◆ What you will do
Locate each line in the entries below that contains the word "distant" and copy those lines out.

[Region annotation entries]
┄┄┄┄┄┄

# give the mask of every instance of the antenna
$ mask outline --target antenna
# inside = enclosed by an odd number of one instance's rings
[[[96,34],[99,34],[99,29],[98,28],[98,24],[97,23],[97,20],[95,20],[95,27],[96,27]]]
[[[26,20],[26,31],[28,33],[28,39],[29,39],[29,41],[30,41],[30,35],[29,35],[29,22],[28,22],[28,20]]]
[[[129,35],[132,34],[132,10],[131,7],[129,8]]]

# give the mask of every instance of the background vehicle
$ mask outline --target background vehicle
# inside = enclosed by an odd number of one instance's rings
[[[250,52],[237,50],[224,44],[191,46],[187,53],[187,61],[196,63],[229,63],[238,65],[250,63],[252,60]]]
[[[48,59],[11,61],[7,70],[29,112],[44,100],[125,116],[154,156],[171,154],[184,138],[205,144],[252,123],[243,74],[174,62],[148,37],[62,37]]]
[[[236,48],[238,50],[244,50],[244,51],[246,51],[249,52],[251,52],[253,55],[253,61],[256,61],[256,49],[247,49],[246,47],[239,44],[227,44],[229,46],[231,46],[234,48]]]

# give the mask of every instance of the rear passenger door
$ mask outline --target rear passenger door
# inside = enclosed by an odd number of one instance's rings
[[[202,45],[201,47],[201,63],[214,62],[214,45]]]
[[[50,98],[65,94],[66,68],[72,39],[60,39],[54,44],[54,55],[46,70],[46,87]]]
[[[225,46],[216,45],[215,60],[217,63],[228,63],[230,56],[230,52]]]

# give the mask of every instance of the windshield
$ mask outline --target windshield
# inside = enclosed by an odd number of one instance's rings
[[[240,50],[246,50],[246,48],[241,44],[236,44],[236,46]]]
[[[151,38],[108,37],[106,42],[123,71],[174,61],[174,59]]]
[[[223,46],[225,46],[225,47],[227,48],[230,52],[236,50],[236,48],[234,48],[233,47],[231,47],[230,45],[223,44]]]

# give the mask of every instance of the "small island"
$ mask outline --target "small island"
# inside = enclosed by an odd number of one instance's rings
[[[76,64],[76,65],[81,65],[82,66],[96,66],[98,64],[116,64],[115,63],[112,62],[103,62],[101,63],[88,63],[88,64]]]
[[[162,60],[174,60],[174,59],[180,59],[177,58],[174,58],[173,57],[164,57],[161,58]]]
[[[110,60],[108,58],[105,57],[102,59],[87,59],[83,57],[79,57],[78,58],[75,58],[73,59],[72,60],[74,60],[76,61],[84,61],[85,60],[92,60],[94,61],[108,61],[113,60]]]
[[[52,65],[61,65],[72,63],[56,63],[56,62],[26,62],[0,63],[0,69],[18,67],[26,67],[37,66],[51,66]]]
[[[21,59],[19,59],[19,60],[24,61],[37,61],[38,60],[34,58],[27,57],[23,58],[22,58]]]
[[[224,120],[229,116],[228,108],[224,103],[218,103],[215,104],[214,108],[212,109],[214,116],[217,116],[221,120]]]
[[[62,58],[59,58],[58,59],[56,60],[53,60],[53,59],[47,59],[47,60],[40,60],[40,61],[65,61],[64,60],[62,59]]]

┄┄┄┄┄┄

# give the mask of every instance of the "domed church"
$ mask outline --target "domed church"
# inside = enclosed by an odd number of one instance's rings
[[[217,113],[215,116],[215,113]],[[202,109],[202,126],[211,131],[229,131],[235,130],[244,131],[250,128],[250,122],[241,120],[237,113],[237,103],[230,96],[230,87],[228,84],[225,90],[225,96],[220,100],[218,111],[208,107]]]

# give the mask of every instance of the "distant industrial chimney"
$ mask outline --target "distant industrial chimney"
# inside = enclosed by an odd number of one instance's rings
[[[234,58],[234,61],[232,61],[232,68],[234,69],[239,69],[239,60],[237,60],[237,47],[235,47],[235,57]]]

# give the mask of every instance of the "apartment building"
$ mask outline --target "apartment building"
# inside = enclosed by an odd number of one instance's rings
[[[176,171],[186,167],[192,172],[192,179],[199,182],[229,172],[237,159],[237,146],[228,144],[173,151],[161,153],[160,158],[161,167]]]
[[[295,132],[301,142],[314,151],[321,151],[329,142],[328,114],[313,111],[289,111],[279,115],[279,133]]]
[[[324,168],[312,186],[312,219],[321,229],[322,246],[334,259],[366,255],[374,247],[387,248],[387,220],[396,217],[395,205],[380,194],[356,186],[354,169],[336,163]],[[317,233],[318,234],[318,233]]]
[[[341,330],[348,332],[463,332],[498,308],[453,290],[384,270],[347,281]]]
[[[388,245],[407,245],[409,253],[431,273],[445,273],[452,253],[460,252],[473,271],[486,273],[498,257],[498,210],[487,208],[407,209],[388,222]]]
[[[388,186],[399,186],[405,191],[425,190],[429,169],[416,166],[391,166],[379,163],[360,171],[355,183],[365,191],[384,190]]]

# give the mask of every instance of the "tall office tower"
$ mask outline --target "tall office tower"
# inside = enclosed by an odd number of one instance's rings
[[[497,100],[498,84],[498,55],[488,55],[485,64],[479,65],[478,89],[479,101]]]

┄┄┄┄┄┄

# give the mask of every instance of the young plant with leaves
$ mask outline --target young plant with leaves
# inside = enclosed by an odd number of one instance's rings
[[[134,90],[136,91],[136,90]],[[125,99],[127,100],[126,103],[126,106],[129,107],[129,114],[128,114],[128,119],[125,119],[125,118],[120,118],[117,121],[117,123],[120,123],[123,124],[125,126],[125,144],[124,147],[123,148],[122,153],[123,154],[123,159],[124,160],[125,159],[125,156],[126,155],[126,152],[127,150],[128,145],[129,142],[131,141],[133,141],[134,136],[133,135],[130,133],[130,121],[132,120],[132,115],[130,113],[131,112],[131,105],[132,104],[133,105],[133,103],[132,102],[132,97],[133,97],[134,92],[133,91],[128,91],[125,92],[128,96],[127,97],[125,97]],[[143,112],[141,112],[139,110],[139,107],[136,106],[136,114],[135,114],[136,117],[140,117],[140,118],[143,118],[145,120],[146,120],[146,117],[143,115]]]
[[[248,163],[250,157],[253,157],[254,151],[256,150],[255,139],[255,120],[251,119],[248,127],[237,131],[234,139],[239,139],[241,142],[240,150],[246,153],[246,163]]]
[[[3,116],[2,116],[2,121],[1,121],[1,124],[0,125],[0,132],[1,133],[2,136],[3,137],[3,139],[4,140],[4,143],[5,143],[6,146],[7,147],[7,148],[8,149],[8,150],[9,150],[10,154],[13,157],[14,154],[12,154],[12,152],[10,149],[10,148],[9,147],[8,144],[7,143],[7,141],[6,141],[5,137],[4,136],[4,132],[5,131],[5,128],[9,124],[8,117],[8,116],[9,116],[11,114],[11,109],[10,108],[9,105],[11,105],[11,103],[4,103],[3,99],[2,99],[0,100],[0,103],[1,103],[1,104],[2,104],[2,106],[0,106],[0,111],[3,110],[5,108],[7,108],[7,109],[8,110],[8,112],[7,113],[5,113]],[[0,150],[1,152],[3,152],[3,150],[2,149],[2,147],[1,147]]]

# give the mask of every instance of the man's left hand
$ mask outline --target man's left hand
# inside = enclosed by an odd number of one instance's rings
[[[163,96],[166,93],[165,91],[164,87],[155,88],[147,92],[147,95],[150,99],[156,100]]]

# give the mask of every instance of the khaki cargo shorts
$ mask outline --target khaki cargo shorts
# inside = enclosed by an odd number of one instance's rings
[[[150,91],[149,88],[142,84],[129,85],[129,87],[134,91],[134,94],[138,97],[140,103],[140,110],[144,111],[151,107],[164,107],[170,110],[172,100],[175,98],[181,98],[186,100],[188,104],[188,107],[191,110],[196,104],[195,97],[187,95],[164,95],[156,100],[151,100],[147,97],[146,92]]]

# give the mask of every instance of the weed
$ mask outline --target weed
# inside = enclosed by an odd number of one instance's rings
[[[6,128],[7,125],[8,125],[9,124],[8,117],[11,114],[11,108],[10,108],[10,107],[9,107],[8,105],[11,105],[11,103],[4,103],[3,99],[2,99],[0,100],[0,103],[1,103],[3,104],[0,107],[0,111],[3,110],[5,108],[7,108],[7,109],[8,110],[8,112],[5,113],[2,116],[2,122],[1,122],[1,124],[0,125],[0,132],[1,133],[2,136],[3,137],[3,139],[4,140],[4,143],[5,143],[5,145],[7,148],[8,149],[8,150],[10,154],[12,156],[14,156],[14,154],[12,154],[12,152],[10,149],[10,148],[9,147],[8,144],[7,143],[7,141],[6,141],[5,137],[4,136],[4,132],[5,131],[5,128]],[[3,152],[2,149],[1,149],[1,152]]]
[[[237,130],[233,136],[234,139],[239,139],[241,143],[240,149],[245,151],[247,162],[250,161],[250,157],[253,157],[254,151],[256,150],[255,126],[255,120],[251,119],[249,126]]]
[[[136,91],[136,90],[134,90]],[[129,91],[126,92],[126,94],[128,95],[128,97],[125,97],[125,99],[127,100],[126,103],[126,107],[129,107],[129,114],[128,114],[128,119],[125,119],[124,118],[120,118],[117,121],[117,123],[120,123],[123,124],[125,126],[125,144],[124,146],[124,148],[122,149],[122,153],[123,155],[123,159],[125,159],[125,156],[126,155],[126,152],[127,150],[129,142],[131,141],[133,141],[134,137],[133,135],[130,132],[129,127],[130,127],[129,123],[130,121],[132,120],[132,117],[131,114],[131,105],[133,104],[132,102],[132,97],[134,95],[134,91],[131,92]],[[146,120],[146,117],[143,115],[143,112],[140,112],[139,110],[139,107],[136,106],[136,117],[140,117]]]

┄┄┄┄┄┄

◆ Result
# give the mask of every instance of the "distant industrial chimney"
$ mask outline --target "distant industrial chimney"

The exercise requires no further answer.